Do this: In the C code snippet below, what does find_sub_string return when the substring is longer than the source string?

Text segment:
========================
I debug it and the array of index fills with the correct index but when i return the pointer and tried to print it, just get blank

#include <stdlib.h>
#include <string.h>

#define AUX_LENGTH 1000

char* find_sub_string(char *source,char *sub_string);

int main()
{
    char text[]="yesterday i was walking";
    char find[]="e";

    printf("%s \n",find_sub_string(text,find));

    return 0;
}

/*!
 *Function to find the index of a substring in a source string
 @param *source string source to search
 @param *sub_string substring to find
 @return result returns the indexs of the found subtring
 @return NULL in case not found or subtring bigest than source string
*/

char* find_sub_string(char *source,char *sub_string)
{
    size_t l_source=strlen(source);
    size_t l_sub_string=strlen(sub_string);

    if(l_sub_string>l_source)
        return NULL;

    char aux[AUX_LENGTH]="";
    static char result[AUX_LENGTH];

    int i,j;

    for(i=0,j=0; i<l_source;i++)
    {
        memcpy(aux,source+i,l_sub_string);
        if (memcmp(aux,sub_string,l_sub_string)==0)
        {
            result[j++]=i+1;
        }
    }
    result[j]='\0';

    if (j>0)
========================
Extracted data:
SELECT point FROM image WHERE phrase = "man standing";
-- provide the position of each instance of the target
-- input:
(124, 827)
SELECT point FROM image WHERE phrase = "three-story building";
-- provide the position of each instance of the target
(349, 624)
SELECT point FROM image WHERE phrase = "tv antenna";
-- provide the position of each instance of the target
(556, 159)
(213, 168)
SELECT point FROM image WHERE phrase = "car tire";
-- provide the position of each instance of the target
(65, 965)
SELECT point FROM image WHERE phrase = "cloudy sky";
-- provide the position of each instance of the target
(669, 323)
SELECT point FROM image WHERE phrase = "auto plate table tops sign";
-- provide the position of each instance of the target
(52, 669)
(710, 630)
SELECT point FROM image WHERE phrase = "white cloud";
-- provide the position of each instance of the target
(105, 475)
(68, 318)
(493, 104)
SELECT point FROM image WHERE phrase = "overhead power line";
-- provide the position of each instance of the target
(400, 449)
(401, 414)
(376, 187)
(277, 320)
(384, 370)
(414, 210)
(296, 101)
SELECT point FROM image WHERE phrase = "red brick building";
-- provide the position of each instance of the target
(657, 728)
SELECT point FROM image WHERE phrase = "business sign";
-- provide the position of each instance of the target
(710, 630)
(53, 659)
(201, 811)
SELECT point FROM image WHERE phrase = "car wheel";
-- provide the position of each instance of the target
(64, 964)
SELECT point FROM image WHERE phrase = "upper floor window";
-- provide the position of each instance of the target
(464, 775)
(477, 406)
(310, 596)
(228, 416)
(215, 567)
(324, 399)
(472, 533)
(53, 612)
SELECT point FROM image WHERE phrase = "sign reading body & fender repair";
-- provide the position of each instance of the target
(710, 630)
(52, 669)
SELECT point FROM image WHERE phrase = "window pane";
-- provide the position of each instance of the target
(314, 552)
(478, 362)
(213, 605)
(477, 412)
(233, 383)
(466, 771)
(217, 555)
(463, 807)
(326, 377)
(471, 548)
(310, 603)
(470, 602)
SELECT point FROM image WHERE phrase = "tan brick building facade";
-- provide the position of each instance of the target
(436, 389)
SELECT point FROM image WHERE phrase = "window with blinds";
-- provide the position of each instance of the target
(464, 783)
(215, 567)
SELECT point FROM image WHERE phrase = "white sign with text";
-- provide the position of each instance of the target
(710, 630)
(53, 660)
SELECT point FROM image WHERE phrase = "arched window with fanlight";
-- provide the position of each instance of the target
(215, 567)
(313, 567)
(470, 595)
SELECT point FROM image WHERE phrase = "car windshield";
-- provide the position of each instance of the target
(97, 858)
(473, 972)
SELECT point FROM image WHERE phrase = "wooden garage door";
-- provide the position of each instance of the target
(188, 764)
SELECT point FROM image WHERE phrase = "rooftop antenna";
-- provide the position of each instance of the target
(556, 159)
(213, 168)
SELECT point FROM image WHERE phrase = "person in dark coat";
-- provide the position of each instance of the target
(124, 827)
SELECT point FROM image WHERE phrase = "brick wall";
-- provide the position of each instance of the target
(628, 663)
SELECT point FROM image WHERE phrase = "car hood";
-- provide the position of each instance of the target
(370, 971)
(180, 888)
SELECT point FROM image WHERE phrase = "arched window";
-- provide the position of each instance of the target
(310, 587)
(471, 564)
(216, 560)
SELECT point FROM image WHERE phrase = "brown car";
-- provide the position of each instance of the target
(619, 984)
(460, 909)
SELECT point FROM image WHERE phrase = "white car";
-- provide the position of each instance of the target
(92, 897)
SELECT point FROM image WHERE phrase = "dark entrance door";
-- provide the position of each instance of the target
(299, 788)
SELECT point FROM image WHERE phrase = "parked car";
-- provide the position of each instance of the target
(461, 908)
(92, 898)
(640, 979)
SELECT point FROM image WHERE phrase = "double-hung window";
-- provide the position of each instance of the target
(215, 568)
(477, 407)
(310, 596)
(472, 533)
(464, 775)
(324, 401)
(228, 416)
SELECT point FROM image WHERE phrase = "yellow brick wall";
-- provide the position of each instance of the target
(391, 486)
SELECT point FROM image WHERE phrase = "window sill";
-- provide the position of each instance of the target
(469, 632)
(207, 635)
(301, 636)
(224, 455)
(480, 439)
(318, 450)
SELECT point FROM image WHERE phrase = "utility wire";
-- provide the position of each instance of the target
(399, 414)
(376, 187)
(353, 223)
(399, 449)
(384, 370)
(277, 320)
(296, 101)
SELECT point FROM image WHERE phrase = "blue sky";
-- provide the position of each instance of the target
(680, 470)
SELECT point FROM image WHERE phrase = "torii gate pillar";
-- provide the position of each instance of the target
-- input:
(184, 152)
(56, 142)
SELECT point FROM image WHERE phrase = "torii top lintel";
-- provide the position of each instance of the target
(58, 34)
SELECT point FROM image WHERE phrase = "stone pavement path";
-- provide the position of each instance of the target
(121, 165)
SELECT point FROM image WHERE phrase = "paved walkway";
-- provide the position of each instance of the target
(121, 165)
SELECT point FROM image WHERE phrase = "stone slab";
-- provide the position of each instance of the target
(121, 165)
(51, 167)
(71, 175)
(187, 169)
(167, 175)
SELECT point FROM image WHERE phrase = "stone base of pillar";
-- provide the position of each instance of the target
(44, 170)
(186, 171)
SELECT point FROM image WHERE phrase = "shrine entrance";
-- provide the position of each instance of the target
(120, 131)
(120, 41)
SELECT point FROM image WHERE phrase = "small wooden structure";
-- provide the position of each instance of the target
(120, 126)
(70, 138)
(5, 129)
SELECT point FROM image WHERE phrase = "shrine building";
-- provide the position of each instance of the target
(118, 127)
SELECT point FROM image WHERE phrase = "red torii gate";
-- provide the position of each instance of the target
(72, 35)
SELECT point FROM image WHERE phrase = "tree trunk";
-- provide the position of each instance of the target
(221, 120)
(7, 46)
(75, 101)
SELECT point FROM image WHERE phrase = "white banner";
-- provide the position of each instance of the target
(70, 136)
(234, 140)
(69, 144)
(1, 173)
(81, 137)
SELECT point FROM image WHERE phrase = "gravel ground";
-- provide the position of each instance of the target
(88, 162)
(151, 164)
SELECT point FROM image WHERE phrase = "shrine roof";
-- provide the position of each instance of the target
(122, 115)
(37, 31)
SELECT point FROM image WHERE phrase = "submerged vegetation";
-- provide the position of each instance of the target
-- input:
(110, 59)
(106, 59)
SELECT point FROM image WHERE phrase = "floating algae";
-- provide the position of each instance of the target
========================
Exercise answer: It returns NULL.